Your task –
Retype all entries exactly as they stand, excluding pictures.

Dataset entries
▶
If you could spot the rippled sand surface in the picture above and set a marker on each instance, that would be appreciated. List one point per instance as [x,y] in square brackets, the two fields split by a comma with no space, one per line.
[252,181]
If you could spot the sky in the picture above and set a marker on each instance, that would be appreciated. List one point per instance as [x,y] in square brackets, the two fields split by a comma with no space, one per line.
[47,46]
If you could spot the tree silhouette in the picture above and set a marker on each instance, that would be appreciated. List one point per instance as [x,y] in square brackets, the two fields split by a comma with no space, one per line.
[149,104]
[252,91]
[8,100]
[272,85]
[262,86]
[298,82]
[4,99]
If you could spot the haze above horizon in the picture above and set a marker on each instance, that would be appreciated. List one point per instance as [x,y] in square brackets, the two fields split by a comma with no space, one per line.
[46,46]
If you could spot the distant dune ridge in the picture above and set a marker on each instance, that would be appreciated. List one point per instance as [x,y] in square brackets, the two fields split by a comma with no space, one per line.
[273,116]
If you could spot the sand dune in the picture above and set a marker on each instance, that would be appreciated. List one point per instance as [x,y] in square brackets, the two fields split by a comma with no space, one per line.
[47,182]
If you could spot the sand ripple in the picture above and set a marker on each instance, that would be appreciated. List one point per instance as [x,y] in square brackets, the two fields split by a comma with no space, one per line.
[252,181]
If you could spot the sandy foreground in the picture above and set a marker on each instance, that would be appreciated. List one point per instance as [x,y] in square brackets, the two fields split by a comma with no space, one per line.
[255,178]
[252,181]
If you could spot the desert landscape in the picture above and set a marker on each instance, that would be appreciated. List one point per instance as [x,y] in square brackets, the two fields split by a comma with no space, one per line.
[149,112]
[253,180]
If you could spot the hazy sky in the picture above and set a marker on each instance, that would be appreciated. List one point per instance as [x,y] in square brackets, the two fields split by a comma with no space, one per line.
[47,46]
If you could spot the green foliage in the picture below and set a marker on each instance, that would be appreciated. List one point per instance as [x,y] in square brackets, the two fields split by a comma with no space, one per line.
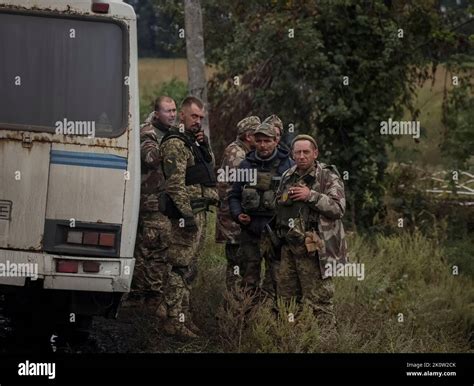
◀
Task output –
If you could spot the rippled sand surface in the picture above and set a marker on each instance, that would be appreciated. List one point per instance as [x,y] in square brackets, the two fields split by a comma with no space, one per line.
[252,181]
If you could spot the sky in the picture above and set a marker on each instance, that would be appreciated. List one point per instance as [x,y] in square brackets, the two fields split by a comma with no space, one per line.
[47,46]
If you could spot the tree silhouette in the picture above and set a marker on each instance, that would be appreciated. List one point per instance as [x,y] in square brackets, the two fields split by a comma with no space, one per line.
[149,104]
[252,91]
[8,100]
[272,85]
[262,86]
[298,82]
[4,99]
If you could spot the haze above horizon in the picture above and set a marker on each instance, that would be appreciated. List one point per instance as [x,y] in square brackets, the two fields split by a comma with no space, one per line.
[46,46]
If you could spot the distant dune ridge in the picture above and set a marker on each instance, that would be appreciated. List one point per instance as [x,y] in square brackets, the two fields split by a comma with no space, one per line.
[273,116]
If you could spot the sand dune in the picture above and set a marker on each instance, that would be appreciated. List one point per instance as [x,y] in square brackets, the two fields split by a comma with no space, one per line.
[47,182]
If you could spot the sand ripple in the picture above and set a marker on each instance, that would be appreciated. List one point per instance as [x,y] in square brackets, the two fields split by a comma with no space, one per line.
[252,181]
If you could spot the sandy foreground in the picture above and set a marker on each instance, that would be appreciated. List one point per instance as [x,y] in square brackets, the two fields split by a comma with no space, one per line.
[255,178]
[252,181]
If you could spot the desert landscape in the picture above and set a marker on each instance, that would be appreciated. List one point per instance as [x,y] in square brackets, the two fields split by a comma with no space, one per line.
[149,112]
[253,180]
If you could spot the hazy sky in the picture above and set a marker on each instance, that would be appreciated. List one point per instance as [x,y] in square brackets, the two fields split by a comma with no space, one per line.
[47,46]
If you could spot the green foliage in the picture below and set a marker on each instance, that would be appreciated. List one point per instance as [x,y] in square brackets, the two fields split by a comma with no space, one per line.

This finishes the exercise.